Problem to work on » Rewrite the lines of every record with "distant treeline" replaced by "far tree line" and everything else kept as it is. Leave the pictures out of your answer.

━━ Given entries

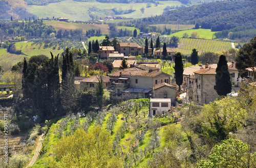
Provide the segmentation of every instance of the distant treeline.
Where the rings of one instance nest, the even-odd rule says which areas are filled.
[[[213,32],[229,30],[238,26],[256,25],[256,2],[237,1],[217,2],[168,11],[164,15],[144,18],[133,21],[141,24],[188,24],[197,23]]]

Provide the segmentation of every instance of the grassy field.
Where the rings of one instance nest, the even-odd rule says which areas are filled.
[[[192,49],[196,48],[199,54],[202,52],[226,51],[232,48],[231,43],[209,39],[181,38],[178,48],[173,48],[183,54],[191,54]]]
[[[191,29],[195,27],[195,24],[151,24],[149,25],[151,26],[156,26],[161,30],[163,31],[164,30],[164,27],[166,29],[170,29],[171,30],[183,30]]]
[[[44,23],[47,25],[53,26],[57,31],[60,29],[62,30],[67,30],[68,31],[75,30],[76,29],[81,29],[83,33],[86,33],[86,31],[90,29],[98,30],[100,29],[102,34],[108,34],[109,33],[109,27],[107,24],[69,23],[58,21],[44,21]]]
[[[52,47],[44,49],[44,45],[40,46],[39,44],[33,44],[33,42],[17,42],[15,43],[16,48],[21,49],[23,54],[15,54],[7,52],[6,48],[0,49],[0,62],[6,62],[15,65],[19,61],[24,59],[25,57],[27,60],[33,55],[44,54],[50,57],[52,52],[54,55],[57,55],[58,53],[61,53],[63,50],[61,48],[60,50],[52,49]]]
[[[126,18],[139,18],[161,15],[167,6],[179,6],[182,4],[176,1],[161,1],[158,6],[151,4],[151,7],[146,8],[146,3],[120,4],[100,3],[98,2],[79,2],[73,1],[63,1],[55,3],[51,3],[46,6],[29,5],[29,12],[38,16],[39,18],[46,17],[67,17],[70,20],[89,20],[93,15],[95,18],[104,17],[111,14],[112,9],[116,8],[122,10],[133,9],[136,11],[129,14],[118,15]],[[142,13],[140,9],[144,8]],[[152,12],[154,11],[154,12]]]
[[[185,33],[186,33],[188,34],[188,35],[190,37],[190,34],[192,33],[192,32],[197,32],[198,33],[198,34],[200,35],[199,38],[202,39],[213,39],[214,38],[214,34],[215,34],[215,33],[216,33],[214,32],[211,32],[210,29],[191,29],[191,30],[188,30],[186,31],[183,31],[175,33],[169,35],[168,35],[167,36],[171,37],[173,36],[175,36],[176,37],[179,37],[179,38],[182,38],[183,34]]]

━━━━

Result of the exercise »
Provide the segmentation of every instance of the far tree line.
Where the rings of one instance nest, the even-odd rule says which areas are filled.
[[[213,32],[229,30],[238,26],[256,25],[256,2],[237,1],[217,2],[168,11],[164,15],[144,18],[133,21],[141,24],[188,24],[197,23]]]

Provide the segmentation of every instance of the grassy field.
Where the rings of one instance nest, the even-odd rule says which areas are filled.
[[[192,49],[196,48],[199,54],[202,52],[226,51],[232,48],[231,43],[209,39],[181,38],[178,48],[173,48],[183,54],[191,54]]]
[[[191,29],[195,27],[195,24],[151,24],[149,25],[151,26],[156,26],[161,30],[163,31],[164,30],[164,27],[166,29],[170,29],[171,30],[183,30]]]
[[[44,23],[47,25],[53,26],[57,31],[60,29],[62,30],[67,30],[68,31],[75,30],[76,29],[81,29],[83,33],[86,33],[86,31],[90,29],[98,30],[100,29],[102,34],[108,34],[109,33],[109,27],[107,24],[69,23],[58,21],[44,21]]]
[[[52,47],[44,49],[44,45],[40,46],[39,44],[33,44],[33,42],[17,42],[15,43],[16,48],[21,49],[23,54],[15,54],[7,52],[6,48],[0,49],[0,62],[6,62],[15,65],[19,61],[24,59],[25,57],[27,60],[33,55],[44,54],[50,57],[52,52],[54,55],[57,55],[58,53],[61,53],[63,50],[61,48],[60,50],[52,49]]]
[[[126,18],[139,18],[161,15],[167,6],[179,6],[182,4],[176,1],[161,1],[158,6],[151,4],[151,7],[146,8],[146,3],[120,4],[100,3],[98,2],[79,2],[73,1],[63,1],[55,3],[51,3],[46,6],[29,5],[29,12],[38,16],[39,18],[46,17],[67,17],[70,20],[89,20],[93,15],[95,18],[104,17],[111,14],[112,9],[116,8],[122,10],[133,9],[136,11],[129,14],[118,15]],[[142,13],[140,9],[144,8]],[[152,12],[154,11],[154,12]]]
[[[185,33],[186,33],[188,34],[188,35],[190,37],[190,34],[192,33],[192,32],[197,32],[198,33],[198,34],[200,35],[199,38],[202,39],[213,39],[214,38],[214,34],[215,34],[215,33],[216,33],[214,32],[211,32],[210,29],[191,29],[191,30],[188,30],[186,31],[183,31],[175,33],[169,35],[168,35],[167,36],[171,37],[173,36],[175,36],[176,37],[179,37],[179,38],[182,38],[183,34]]]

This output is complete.